=== Zu erledigen ===
1) Welche Benutzernamen stehen im Forenthread in den Überschriften der Beiträge? Zähle jeden Namen nur einmal auf.
2) Schreib aus dem Forenthread alles von "## EEHU (14" bis hinunter zu "AMUN (15 Aug. 2006)" noch einmal ab und tausche dabei "Celebs" gegen "Promis" aus.

# Na Servas, jetz bin ich auch dabei.



## EEHU (14 Aug. 2006)

Servas, bin da Donnie. Könnt mich ruhig auch Don nennen.
Ich interessiere mich sehr für Celebs, und habe mittlerweile einige ganz besondere Vorlieben.

Wär näheres wissen möchte, der fragt mich einfach, entweder per Pn oder per Email


----------



## AMUN (15 Aug. 2006)

Hallo Donnie!

Ich heiße dich willkommen an Board und viel spaß beim posten und stöbern…
Was deine ganz besondere Vorlieben angeht hoffe ich das du uns auch mal daran teil haben läst und das ein oder andere Thema erstellst… 

MfG
Meister


----------



## Muli (15 Aug. 2006)

Genau meine Rede, Meister!
Auch von mir herzlich ein HERZLICH WILLKOMMEN ABOARD! Und ich freue mich schon deine Vorlieben geniessen und ggf. mit dir teilen zu können!

Liebe Grüße, Muli!


----------



## spoiler (15 Aug. 2006)

Auch von mir eine HERZLICHES HALLO & WILLKOMMEN an dich! Bin schon ganz gespannt  ich hoffe diese lassen sich auch mit unseren Regeln ein!!


----------



## EEHU (15 Aug. 2006)

Hmm... hoi!
Ist das geil. Kaum gepostet schon geantwortet. Find ich ja super.

Was die Sache mit meiner Vorliebe angeht, vielleicht lasse ich euch in Zukunft mal dran teilhaben, wenn ich euch alle etwas besser kenne


----------



## spoiler (15 Aug. 2006)

EEHU schrieb:


> Hmm... hoi!
> Ist das geil. Kaum gepostet schon geantwortet. Find ich ja super.
> 
> Was die Sache mit meiner Vorliebe angeht, vielleicht lasse ich euch in Zukunft mal dran teilhaben, wenn ich euch alle etwas besser kenne




Da bin ich aber mal gespannt


----------



## EEHU (15 Aug. 2006)

spoiler schrieb:


> Da bin ich aber mal gespannt


... ist nicht notwendig.
So spektakulär ist das nicht


----------

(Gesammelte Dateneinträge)
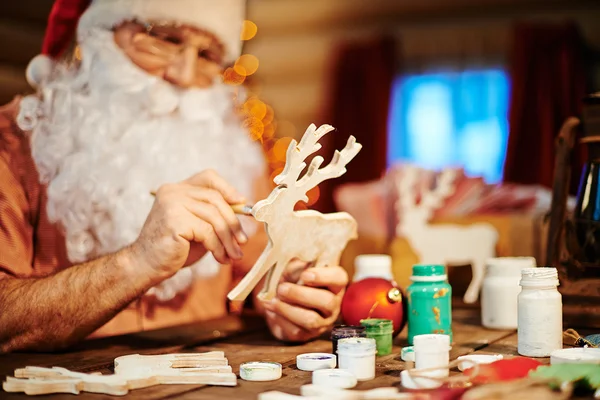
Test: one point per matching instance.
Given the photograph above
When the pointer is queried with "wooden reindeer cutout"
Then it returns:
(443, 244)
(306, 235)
--
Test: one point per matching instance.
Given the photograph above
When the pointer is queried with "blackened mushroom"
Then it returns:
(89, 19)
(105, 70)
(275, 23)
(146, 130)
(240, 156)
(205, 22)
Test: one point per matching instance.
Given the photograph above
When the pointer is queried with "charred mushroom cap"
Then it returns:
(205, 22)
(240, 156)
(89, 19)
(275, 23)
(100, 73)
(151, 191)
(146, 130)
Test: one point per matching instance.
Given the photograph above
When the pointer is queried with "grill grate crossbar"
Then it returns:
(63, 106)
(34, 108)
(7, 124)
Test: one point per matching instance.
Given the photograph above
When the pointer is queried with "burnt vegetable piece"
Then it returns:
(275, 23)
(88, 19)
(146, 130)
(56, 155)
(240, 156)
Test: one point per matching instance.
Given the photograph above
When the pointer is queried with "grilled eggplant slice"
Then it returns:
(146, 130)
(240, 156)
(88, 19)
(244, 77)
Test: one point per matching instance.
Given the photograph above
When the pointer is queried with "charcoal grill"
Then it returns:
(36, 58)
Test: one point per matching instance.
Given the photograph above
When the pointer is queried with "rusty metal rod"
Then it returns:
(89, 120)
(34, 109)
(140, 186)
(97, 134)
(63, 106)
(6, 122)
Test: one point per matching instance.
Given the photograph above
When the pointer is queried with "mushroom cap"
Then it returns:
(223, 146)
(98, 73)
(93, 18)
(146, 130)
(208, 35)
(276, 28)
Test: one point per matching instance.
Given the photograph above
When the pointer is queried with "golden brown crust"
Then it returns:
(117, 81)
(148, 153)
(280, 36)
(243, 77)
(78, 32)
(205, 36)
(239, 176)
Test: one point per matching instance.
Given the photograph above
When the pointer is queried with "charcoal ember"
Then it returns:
--
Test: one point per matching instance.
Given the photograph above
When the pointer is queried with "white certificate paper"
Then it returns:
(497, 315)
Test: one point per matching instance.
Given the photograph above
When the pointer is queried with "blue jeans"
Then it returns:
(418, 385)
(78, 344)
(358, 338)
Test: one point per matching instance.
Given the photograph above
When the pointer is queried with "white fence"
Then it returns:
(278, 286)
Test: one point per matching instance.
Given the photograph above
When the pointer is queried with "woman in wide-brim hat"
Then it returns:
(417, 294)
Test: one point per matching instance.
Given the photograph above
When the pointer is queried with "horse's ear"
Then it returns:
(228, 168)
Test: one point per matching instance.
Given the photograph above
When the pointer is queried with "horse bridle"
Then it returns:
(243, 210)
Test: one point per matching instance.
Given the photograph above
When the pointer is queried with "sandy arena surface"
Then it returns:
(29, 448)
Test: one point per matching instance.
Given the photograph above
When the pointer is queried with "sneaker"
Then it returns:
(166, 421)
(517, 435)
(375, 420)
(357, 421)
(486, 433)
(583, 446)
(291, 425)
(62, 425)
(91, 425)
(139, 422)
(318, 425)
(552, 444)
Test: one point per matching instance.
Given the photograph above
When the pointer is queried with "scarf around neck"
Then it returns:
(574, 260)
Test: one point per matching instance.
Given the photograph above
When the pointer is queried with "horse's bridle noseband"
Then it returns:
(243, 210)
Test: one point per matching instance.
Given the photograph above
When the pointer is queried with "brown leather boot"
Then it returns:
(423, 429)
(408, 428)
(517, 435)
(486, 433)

=== Die Lösungen ===
1) EEHU, AMUN, Muli, spoiler

2)
## EEHU (14 Aug. 2006)

Servas, bin da Donnie. Könnt mich ruhig auch Don nennen.
Ich interessiere mich sehr für Promis, und habe mittlerweile einige ganz besondere Vorlieben.

Wär näheres wissen möchte, der fragt mich einfach, entweder per Pn oder per Email


----------



## AMUN (15 Aug. 2006)